→ Assignment
Among the records below, find each line that includes the string "wooden" and copy it.

---------- Given records

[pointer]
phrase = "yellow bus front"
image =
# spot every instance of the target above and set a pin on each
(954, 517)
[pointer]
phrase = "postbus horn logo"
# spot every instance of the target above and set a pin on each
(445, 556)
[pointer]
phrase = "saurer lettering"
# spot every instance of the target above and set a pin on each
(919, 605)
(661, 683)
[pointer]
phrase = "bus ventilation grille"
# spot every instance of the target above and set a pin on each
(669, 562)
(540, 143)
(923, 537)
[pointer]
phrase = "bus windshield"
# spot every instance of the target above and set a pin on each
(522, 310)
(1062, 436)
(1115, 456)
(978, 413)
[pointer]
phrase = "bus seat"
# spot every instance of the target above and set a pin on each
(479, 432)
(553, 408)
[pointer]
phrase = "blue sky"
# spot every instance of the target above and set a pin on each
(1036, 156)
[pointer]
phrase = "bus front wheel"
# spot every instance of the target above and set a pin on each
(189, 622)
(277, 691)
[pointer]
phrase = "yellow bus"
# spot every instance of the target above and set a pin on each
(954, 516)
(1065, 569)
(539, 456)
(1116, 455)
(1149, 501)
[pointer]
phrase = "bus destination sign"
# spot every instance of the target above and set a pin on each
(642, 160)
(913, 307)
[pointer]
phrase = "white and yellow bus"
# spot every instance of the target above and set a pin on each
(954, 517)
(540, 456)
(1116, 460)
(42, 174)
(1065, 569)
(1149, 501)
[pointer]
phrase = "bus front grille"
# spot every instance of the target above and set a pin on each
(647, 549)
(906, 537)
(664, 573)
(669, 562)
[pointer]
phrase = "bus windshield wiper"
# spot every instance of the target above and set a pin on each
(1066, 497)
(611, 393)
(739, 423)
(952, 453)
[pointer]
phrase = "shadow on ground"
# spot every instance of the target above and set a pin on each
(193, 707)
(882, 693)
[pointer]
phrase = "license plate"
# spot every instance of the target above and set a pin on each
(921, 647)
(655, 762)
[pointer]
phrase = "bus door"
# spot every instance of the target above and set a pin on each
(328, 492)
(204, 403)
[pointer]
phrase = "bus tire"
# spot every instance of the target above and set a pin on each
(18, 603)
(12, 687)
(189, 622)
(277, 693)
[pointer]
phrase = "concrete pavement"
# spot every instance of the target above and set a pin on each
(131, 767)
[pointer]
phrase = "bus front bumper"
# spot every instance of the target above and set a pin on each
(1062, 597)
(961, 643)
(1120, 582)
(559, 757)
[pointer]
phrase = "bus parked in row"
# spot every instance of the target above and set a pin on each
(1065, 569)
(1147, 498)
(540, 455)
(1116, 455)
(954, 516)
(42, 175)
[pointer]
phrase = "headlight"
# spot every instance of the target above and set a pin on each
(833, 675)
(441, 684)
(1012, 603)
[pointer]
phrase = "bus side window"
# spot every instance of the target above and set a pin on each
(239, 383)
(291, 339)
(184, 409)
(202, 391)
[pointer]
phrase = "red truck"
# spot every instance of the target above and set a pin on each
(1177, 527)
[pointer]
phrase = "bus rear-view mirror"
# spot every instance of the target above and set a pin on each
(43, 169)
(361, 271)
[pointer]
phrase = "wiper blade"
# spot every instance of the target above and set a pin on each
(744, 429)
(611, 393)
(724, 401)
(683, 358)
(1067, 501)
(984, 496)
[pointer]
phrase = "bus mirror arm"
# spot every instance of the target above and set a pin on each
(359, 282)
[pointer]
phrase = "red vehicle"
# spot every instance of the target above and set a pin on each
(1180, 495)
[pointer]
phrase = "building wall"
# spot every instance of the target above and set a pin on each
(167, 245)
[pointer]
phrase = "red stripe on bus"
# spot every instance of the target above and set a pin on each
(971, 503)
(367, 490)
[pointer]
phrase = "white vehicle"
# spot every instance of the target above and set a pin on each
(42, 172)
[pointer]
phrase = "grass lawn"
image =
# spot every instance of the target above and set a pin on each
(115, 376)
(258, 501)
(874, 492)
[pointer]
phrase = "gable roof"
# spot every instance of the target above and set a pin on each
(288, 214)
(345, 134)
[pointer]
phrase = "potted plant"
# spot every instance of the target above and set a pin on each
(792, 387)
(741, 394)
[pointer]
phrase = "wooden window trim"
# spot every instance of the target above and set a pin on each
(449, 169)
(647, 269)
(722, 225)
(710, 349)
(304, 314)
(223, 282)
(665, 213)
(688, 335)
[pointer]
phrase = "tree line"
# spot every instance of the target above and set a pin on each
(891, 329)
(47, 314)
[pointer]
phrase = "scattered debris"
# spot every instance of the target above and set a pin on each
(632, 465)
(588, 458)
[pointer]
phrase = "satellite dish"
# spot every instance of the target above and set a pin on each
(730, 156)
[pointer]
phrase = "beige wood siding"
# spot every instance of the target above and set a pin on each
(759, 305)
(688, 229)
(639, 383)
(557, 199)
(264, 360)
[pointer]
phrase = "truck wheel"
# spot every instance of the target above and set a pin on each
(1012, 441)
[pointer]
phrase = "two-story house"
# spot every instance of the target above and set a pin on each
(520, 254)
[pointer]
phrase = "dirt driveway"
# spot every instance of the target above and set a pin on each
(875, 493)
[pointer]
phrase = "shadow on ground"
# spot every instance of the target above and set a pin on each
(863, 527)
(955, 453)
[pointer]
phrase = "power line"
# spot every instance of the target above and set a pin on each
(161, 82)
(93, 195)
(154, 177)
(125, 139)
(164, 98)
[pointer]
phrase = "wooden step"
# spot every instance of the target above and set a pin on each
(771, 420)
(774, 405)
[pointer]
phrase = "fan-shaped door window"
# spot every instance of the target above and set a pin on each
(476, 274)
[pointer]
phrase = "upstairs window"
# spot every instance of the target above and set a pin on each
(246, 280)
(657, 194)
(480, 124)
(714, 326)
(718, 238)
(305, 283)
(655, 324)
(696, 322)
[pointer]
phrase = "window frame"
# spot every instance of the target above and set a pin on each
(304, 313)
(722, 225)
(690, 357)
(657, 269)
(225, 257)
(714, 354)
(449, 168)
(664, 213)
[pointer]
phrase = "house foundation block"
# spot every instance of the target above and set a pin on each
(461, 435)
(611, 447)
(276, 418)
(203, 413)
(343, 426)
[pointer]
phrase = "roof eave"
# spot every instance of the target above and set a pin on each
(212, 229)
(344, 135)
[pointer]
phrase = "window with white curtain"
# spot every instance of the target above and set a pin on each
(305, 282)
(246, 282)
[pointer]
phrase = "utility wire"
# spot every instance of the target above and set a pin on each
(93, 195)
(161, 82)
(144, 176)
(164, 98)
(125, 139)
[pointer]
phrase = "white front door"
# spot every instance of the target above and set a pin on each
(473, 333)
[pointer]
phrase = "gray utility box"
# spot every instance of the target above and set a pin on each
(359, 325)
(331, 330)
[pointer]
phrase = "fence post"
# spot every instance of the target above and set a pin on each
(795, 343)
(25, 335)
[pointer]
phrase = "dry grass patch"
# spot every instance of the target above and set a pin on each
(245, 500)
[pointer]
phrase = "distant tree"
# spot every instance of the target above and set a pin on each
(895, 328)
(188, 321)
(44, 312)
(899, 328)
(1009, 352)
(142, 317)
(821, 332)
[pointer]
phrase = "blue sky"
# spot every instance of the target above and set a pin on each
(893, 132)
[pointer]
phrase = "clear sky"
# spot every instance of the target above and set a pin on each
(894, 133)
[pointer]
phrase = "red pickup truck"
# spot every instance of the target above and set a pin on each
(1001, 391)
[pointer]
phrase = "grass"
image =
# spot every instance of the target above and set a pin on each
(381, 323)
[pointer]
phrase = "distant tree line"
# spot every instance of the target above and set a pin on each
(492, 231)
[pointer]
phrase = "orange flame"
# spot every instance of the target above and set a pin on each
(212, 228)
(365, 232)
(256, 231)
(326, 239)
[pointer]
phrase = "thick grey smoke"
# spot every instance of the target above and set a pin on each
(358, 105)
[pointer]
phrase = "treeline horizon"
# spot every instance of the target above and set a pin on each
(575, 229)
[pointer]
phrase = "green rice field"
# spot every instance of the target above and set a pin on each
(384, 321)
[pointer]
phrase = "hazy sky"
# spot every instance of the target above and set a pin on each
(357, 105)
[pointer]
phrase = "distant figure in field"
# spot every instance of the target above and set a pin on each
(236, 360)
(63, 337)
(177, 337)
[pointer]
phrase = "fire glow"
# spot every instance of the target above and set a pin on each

--------------------

→ Solved problem
phrase = "wooden window trim"
phrase = "wooden step"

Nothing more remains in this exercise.